» WORK TO BE COMPLETED
Pull out each line from the items below that contains the word "Give". Only lines with matching capitalization count.

» RECORDS SUPPLIED
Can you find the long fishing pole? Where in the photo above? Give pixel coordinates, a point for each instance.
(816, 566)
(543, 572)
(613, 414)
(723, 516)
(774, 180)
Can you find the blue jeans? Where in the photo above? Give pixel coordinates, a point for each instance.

» THE COMPLETED TASK
Can you find the long fishing pole? Where in the photo above? Give pixel coordinates, a point for each instance.
Can you find the blue jeans? Where in the photo above? Give pixel coordinates, a point for each instance.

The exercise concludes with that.